+++ Bacaan +++
PADMA Indonesia mengaku mengetahui persis bahwa sebenarnya ada tiga kebijakan FWCMS, ISC dan OMNI (One Stop Service) yang harus dibahas.

“Sayangnya, masukan (si pembisik, red)hanya menyampaikan dua kebijakan dan melupakan OMNI,” terang Gabriel.

Dia mengungkapkan bahwa menurut kajian dan penelusuran PADMA, posisi Indonesia justru diuntungkan dengan adanya pengetatan dokumen terkait PMI yang akan ke Malaysia.

Dia menjelaskan bahwa sebelum ada FWCMS, e-VDR dan ISC, PMI berangkat melalui visa kunjungan dan setelah tiba di Malaysia, baru diurus visa kerjanya oleh majikan sehingga perlindungan PMI tidak terjamin.

"Dengan adanya kebijakan FWCMS, proses visa bisa 1 hingga 3 hari yang sebelumnya mencapai 3 bulan. Hal ini berarti, PMI tidak perlu menunggu lama di penampungan, namun cepat berangkat ke Malaysia sesuai kompetensi dan persyaratan yang sudah diperoleh," katanya.

Keuntungan dengan adanya ISC, lanjut Gabriel, dapat mendeteksi lebih dini status PMI sebelum diberangkatkan ke Malaysia. Jika dari deteksi ini diketahui PMI itu sudah black list, maka prosesnya tidak dilanjutkan.

Gabril menerangkan bahwa, dari perhitungan sebelum adanya pengetatan imigrasi ini, kerugian majikan sitaksir sekitar Rp. 25 juta per PMI. Selain itu, tanpa pengetatan imigrasi, kalaupun ada PMI yang berhasil masuk dan bekerja di Malaysia, karena tidak kompeten, maka akan menjadi sumber kekerasan oleh majikan karena kesal sudah membayar mahal PMI untuk datang ke Malaysia.
+++
* Yang Dikerjakan:
Menurut bacaan, berapa lama proses visa dengan adanya kebijakan FWCMS, dan berapa lama sebelumnya?
+++ Cuplikan Materi +++
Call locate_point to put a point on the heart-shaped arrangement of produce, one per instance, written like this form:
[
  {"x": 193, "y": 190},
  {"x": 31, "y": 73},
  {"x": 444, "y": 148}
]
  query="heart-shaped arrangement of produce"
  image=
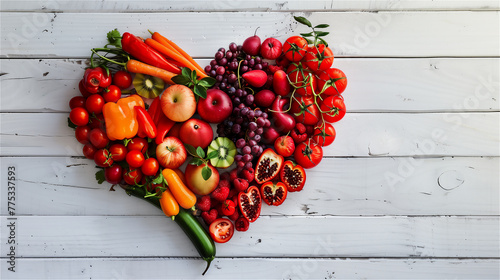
[{"x": 247, "y": 125}]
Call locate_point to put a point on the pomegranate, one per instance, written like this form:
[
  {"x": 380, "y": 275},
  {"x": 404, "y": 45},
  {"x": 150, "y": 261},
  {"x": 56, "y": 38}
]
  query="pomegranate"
[{"x": 250, "y": 203}]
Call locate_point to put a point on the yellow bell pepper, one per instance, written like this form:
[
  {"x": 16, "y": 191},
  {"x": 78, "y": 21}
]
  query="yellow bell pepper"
[{"x": 120, "y": 117}]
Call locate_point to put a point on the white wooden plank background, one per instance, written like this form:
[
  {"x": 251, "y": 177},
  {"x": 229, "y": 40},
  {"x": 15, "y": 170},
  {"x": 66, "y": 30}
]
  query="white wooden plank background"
[{"x": 409, "y": 189}]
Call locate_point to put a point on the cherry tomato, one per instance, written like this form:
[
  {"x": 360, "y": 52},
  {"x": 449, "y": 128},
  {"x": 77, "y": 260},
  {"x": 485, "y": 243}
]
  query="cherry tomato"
[
  {"x": 150, "y": 167},
  {"x": 308, "y": 154},
  {"x": 103, "y": 158},
  {"x": 77, "y": 101},
  {"x": 122, "y": 79},
  {"x": 138, "y": 144},
  {"x": 94, "y": 104},
  {"x": 133, "y": 177},
  {"x": 333, "y": 108},
  {"x": 135, "y": 159},
  {"x": 324, "y": 135},
  {"x": 113, "y": 174},
  {"x": 79, "y": 116},
  {"x": 82, "y": 134},
  {"x": 221, "y": 230},
  {"x": 295, "y": 48},
  {"x": 112, "y": 94},
  {"x": 319, "y": 57},
  {"x": 118, "y": 152},
  {"x": 89, "y": 151},
  {"x": 98, "y": 138}
]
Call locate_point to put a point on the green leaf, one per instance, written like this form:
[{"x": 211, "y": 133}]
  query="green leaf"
[
  {"x": 99, "y": 176},
  {"x": 191, "y": 150},
  {"x": 212, "y": 154},
  {"x": 200, "y": 152},
  {"x": 322, "y": 26},
  {"x": 196, "y": 161},
  {"x": 200, "y": 91},
  {"x": 71, "y": 124},
  {"x": 207, "y": 82},
  {"x": 303, "y": 20},
  {"x": 181, "y": 80},
  {"x": 206, "y": 172}
]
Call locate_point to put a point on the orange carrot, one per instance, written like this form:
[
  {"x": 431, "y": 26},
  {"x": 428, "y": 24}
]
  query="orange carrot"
[
  {"x": 136, "y": 66},
  {"x": 174, "y": 55}
]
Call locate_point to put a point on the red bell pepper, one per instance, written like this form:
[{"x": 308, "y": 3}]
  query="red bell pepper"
[
  {"x": 147, "y": 128},
  {"x": 138, "y": 49}
]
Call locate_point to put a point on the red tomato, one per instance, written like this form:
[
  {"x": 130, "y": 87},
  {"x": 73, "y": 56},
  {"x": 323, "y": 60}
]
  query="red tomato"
[
  {"x": 82, "y": 134},
  {"x": 324, "y": 135},
  {"x": 98, "y": 138},
  {"x": 333, "y": 108},
  {"x": 295, "y": 48},
  {"x": 221, "y": 230},
  {"x": 133, "y": 177},
  {"x": 94, "y": 104},
  {"x": 89, "y": 151},
  {"x": 150, "y": 167},
  {"x": 103, "y": 158},
  {"x": 135, "y": 159},
  {"x": 138, "y": 144},
  {"x": 308, "y": 154},
  {"x": 122, "y": 79},
  {"x": 332, "y": 81},
  {"x": 112, "y": 94},
  {"x": 118, "y": 152},
  {"x": 79, "y": 116},
  {"x": 303, "y": 79},
  {"x": 77, "y": 101},
  {"x": 305, "y": 110},
  {"x": 319, "y": 57}
]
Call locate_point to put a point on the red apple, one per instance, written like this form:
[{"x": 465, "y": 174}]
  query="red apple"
[
  {"x": 171, "y": 153},
  {"x": 196, "y": 133},
  {"x": 197, "y": 183},
  {"x": 216, "y": 107},
  {"x": 178, "y": 103}
]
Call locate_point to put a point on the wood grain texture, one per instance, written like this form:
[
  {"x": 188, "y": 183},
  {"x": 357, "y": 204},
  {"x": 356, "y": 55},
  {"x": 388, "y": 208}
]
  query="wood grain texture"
[
  {"x": 244, "y": 268},
  {"x": 356, "y": 34},
  {"x": 158, "y": 236},
  {"x": 338, "y": 186},
  {"x": 375, "y": 85}
]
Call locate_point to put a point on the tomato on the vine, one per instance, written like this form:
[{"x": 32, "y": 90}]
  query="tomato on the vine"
[
  {"x": 319, "y": 57},
  {"x": 305, "y": 110},
  {"x": 79, "y": 116},
  {"x": 122, "y": 79},
  {"x": 150, "y": 167},
  {"x": 135, "y": 158},
  {"x": 118, "y": 152},
  {"x": 333, "y": 108},
  {"x": 295, "y": 48},
  {"x": 308, "y": 154},
  {"x": 138, "y": 144},
  {"x": 133, "y": 177},
  {"x": 221, "y": 230},
  {"x": 324, "y": 134}
]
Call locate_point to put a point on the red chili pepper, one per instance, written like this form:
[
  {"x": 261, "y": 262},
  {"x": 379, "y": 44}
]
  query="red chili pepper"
[
  {"x": 138, "y": 49},
  {"x": 147, "y": 128},
  {"x": 164, "y": 125}
]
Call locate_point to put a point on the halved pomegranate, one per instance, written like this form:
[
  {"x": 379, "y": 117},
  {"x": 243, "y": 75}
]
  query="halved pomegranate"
[
  {"x": 273, "y": 193},
  {"x": 293, "y": 176},
  {"x": 268, "y": 166},
  {"x": 250, "y": 203}
]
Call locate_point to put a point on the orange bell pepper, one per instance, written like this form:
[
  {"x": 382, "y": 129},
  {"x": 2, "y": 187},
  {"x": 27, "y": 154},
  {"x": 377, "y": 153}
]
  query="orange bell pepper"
[{"x": 120, "y": 117}]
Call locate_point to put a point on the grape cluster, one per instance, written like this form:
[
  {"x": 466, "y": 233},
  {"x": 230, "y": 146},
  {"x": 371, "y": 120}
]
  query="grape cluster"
[
  {"x": 245, "y": 127},
  {"x": 225, "y": 68}
]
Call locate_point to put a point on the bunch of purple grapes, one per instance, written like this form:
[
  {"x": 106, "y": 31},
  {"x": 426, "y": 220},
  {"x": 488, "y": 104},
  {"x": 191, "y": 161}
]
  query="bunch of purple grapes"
[
  {"x": 245, "y": 127},
  {"x": 225, "y": 68}
]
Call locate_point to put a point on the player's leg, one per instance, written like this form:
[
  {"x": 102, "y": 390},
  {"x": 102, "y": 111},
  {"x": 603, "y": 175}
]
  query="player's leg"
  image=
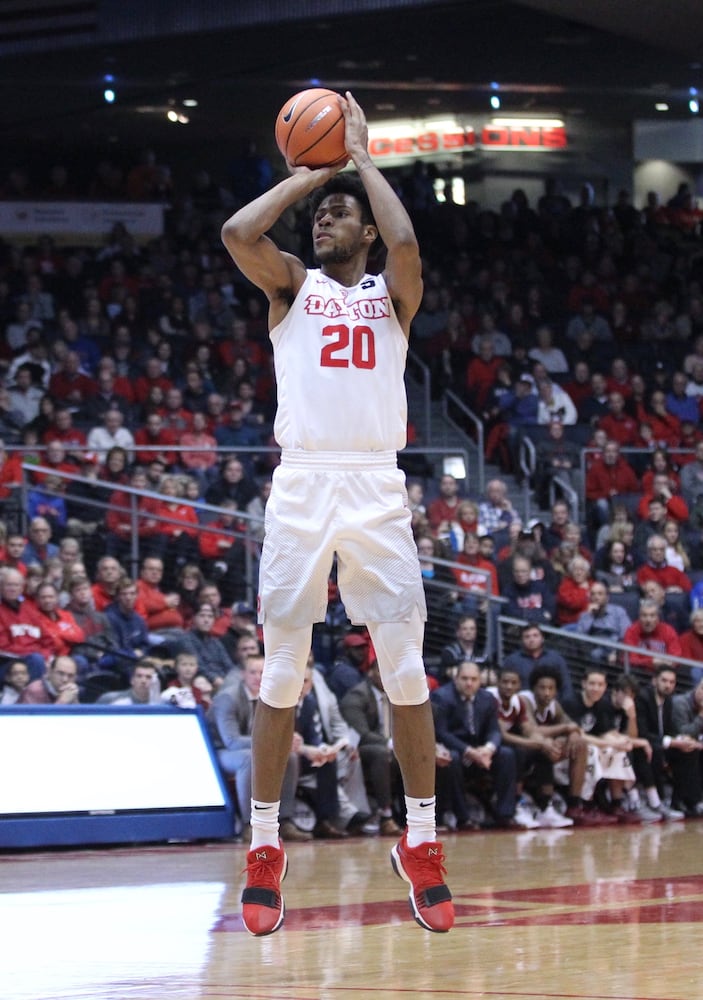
[
  {"x": 263, "y": 909},
  {"x": 418, "y": 856}
]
+++
* Bagian Jawaban:
Dengan FWCMS, proses visa bisa 1 hingga 3 hari, sedangkan sebelumnya mencapai 3 bulan.